Of course I've just finished off another of Joe Abercrombies books and now I got the urge for some low magic fantasy with hard hitting heros in a Kurasawa style action. (By the way I highly recommend Abercrombie's fantasy novels if you like Kurasawa films) So I've been looking  at some of the skirmish fantasy rules and Gripping Beasts Viking box.
But the Kurasawa theme has sparked a look at Test of Honour and Samurai battles.

And of course the New Flames of War release. Late War armies and cards has me looking at some British armor.

Much goodness out there and still weeks to decide! So what's your new project to scratch the New Years Itch?

Monday, December 4, 2017

Mini Monday: Chess or Chaos, How do you like your Wargaming?

So how do you like your Wargaming? Stelios, of Word of Stelios once touched upon this subject. Do you prefer it to lean towards Chess, with each unit having set abilities and you in total command. No random surprises just clear tactics. Or do you prefer a bit of Chaos with movement being random and having to roll dice to see if your units carry out your orders. Of course, most rules are a blend of both, since just the addition of dice moves us from Chess towards Chaos.

:::

** What the task requires **
Write out, word for word, the part of the wargaming blog post between "So how do you" and "Chess towards Chaos.", inclusive.

:::

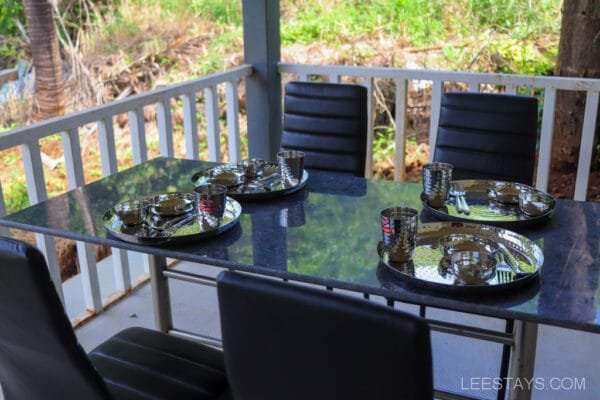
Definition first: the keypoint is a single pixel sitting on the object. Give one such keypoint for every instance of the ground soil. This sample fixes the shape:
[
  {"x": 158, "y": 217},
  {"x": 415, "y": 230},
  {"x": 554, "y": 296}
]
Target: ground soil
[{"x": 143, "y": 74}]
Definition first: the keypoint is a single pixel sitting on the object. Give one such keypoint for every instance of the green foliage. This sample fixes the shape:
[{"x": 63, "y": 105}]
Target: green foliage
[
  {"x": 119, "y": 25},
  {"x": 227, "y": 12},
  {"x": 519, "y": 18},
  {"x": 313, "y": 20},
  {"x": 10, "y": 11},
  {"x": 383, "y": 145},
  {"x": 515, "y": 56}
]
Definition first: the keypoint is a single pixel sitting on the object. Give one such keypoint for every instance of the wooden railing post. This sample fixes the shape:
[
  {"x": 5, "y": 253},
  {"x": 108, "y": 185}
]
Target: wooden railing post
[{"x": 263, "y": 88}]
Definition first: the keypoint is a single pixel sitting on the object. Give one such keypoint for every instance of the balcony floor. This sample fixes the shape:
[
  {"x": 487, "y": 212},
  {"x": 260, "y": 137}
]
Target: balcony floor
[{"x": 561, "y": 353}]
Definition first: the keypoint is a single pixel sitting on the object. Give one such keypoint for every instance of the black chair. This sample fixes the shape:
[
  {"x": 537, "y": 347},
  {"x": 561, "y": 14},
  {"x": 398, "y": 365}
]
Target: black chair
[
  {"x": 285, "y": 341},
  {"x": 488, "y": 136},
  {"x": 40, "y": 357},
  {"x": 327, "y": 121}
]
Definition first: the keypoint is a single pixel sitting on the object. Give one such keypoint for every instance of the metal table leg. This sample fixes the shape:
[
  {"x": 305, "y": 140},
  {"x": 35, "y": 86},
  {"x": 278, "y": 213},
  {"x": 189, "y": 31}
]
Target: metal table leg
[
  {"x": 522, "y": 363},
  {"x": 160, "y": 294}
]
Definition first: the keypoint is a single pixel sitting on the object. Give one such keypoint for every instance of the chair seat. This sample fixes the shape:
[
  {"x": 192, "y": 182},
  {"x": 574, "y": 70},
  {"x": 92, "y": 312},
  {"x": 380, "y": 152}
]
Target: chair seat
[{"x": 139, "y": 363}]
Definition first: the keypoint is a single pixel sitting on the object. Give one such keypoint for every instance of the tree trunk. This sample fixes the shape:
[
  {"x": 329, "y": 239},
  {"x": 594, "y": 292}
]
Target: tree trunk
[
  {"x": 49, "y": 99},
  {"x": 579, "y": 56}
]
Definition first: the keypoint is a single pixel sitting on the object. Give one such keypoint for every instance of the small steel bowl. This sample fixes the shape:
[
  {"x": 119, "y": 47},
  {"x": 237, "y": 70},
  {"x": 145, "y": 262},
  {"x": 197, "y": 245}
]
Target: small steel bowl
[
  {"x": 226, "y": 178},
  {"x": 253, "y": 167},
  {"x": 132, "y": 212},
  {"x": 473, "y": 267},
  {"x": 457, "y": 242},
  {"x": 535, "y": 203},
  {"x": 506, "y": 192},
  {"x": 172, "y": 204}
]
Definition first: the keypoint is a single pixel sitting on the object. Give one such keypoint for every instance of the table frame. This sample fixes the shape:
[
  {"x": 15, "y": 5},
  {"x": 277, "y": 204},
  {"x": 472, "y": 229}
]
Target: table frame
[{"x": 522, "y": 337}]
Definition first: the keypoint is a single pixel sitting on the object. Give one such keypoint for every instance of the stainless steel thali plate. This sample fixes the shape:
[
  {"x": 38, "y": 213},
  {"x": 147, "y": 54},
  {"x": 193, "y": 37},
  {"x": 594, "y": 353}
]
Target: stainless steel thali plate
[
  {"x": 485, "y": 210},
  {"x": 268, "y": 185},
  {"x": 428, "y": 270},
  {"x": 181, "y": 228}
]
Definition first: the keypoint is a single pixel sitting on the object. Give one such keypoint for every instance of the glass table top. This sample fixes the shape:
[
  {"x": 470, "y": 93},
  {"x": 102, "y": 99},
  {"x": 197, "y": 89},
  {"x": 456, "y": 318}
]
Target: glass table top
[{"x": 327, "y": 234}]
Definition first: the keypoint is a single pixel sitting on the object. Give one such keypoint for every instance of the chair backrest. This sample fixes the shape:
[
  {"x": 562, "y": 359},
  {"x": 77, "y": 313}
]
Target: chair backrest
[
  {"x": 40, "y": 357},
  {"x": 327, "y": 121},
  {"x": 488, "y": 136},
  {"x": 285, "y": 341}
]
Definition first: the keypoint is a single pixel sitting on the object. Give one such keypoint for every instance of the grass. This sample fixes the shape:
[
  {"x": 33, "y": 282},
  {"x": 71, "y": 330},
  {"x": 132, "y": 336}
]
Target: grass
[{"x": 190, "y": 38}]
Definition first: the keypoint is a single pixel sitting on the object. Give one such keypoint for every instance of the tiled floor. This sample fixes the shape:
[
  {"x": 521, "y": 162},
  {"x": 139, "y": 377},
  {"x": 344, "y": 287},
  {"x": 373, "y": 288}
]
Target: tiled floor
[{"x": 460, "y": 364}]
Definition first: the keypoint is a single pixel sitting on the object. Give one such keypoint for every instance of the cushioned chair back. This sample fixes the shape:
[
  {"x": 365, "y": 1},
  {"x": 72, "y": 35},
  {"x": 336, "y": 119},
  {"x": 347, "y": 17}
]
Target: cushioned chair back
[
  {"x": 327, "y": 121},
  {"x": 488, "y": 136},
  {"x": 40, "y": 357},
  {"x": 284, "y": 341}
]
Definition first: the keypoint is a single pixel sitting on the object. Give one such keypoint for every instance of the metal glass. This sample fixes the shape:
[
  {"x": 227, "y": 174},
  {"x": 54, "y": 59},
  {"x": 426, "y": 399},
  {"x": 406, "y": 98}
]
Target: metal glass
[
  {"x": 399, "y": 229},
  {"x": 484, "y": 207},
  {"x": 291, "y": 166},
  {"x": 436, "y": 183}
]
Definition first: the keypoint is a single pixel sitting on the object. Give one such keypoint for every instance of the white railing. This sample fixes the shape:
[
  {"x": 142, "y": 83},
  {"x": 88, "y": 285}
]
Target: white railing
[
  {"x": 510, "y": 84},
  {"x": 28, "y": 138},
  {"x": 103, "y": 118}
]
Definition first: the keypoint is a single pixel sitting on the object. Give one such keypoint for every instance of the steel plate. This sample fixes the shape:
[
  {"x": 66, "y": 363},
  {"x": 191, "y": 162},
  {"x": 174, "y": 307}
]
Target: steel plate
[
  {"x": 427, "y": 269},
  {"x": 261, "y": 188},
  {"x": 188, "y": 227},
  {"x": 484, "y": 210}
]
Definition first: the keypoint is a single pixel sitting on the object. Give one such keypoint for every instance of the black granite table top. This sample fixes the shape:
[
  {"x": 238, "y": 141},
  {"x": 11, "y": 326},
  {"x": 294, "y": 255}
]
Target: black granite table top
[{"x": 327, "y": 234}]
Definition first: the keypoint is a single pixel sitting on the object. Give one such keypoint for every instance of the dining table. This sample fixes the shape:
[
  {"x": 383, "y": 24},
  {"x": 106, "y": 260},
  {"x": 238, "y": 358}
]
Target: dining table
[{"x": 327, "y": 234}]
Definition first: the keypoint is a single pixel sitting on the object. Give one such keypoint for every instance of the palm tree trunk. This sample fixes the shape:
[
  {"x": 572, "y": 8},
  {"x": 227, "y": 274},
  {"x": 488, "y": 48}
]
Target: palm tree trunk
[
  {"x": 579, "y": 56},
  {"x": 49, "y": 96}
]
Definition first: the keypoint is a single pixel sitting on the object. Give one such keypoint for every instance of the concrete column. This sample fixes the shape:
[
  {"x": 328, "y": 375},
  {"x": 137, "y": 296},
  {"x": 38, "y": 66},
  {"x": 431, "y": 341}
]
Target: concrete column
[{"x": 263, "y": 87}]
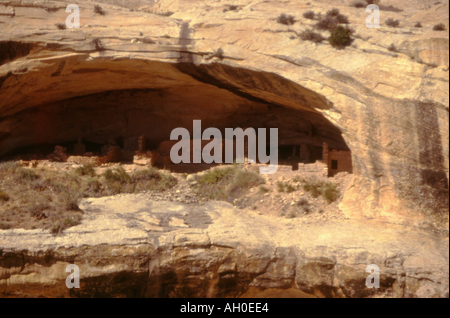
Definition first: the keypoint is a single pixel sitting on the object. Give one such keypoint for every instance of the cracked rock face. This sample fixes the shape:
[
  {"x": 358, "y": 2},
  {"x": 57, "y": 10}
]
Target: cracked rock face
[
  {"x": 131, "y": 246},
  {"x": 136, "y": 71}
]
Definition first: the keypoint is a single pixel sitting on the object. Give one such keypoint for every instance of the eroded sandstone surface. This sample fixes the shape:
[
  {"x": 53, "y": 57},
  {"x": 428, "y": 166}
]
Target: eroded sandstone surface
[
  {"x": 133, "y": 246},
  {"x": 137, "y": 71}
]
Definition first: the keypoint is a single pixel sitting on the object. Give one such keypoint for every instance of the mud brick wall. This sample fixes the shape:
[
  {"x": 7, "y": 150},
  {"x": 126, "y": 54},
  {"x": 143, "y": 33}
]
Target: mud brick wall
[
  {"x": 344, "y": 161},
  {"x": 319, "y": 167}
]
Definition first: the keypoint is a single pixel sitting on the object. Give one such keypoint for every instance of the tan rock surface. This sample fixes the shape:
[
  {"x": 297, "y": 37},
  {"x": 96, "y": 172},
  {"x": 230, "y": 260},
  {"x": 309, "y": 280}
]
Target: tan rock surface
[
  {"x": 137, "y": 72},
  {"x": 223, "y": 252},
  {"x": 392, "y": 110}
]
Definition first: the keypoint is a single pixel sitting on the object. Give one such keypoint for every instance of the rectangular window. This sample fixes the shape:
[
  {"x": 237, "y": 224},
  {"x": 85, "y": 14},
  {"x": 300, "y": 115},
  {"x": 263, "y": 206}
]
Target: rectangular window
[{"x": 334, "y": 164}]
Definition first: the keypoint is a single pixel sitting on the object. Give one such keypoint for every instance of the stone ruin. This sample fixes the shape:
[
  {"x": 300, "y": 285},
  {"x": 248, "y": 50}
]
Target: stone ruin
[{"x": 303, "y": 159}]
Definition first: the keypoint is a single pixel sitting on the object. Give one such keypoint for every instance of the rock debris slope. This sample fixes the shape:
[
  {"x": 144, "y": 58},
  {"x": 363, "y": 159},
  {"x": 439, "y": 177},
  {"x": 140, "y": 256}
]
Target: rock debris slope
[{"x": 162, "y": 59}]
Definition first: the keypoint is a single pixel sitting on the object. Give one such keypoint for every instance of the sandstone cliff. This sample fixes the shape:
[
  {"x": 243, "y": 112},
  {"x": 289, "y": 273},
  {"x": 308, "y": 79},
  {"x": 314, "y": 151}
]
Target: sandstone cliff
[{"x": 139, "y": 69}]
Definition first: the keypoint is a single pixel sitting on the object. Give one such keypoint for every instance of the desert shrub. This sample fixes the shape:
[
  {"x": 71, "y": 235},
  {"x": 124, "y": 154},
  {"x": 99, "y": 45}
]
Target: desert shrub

:::

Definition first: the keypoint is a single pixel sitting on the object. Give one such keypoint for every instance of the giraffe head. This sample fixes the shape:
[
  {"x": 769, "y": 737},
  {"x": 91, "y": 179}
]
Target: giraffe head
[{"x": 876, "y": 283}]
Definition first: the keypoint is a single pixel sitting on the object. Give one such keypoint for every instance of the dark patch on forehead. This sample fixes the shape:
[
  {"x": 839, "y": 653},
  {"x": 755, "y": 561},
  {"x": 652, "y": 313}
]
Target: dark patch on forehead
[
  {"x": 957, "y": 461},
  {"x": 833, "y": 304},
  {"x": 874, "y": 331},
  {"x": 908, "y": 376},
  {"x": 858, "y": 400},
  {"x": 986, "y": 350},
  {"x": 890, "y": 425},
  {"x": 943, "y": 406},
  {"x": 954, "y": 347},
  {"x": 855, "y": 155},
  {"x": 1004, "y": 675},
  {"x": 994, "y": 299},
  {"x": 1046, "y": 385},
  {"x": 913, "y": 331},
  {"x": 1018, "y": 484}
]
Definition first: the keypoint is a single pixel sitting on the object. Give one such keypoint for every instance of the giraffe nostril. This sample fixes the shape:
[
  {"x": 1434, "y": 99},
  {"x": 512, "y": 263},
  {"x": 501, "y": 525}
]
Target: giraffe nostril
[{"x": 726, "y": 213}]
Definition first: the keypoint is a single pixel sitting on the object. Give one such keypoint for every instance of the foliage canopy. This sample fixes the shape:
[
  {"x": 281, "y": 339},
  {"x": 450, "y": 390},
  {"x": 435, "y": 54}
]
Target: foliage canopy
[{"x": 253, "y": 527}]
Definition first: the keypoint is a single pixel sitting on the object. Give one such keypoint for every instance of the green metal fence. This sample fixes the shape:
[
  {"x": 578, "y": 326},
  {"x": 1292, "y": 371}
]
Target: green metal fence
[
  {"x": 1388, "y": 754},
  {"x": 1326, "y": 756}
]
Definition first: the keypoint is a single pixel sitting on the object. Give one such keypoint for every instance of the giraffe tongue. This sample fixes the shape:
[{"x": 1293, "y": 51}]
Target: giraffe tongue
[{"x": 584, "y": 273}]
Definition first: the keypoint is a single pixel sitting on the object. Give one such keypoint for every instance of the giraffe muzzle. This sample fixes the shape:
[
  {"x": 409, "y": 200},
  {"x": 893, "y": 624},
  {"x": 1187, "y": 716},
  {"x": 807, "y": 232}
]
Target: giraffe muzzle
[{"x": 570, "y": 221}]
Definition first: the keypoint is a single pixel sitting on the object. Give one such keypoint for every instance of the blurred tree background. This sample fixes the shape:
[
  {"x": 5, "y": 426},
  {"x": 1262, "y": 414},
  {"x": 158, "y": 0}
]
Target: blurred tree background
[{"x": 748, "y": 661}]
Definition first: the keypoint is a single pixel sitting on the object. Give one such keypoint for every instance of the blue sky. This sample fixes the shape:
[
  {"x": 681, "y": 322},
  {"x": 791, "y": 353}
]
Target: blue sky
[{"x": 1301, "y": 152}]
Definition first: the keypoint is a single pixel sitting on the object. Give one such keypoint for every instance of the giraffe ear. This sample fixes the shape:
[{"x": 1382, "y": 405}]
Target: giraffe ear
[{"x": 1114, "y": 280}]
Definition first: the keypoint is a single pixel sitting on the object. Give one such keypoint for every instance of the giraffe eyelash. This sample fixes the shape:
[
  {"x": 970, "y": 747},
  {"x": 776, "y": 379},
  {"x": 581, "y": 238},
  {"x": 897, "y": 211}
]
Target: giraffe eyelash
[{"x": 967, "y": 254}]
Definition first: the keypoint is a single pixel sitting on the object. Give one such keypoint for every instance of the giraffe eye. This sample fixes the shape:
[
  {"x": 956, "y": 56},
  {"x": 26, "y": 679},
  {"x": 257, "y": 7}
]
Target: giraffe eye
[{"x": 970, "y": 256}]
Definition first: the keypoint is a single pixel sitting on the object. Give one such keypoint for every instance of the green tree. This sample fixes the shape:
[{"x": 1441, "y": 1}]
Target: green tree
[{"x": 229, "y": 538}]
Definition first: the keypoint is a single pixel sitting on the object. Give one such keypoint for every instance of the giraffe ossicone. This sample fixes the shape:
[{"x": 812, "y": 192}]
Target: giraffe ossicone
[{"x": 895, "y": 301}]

:::

** Exercise answer **
So how do you like your Wargaming? Stelios, of Word of Stelios once touched upon this subject. Do you prefer it to lean towards Chess, with each unit having set abilities and you in total command. No random surprises just clear tactics. Or do you prefer a bit of Chaos with movement being random and having to roll dice to see if your units carry out your orders. Of course, most rules are a blend of both, since just the addition of dice moves us from Chess towards Chaos.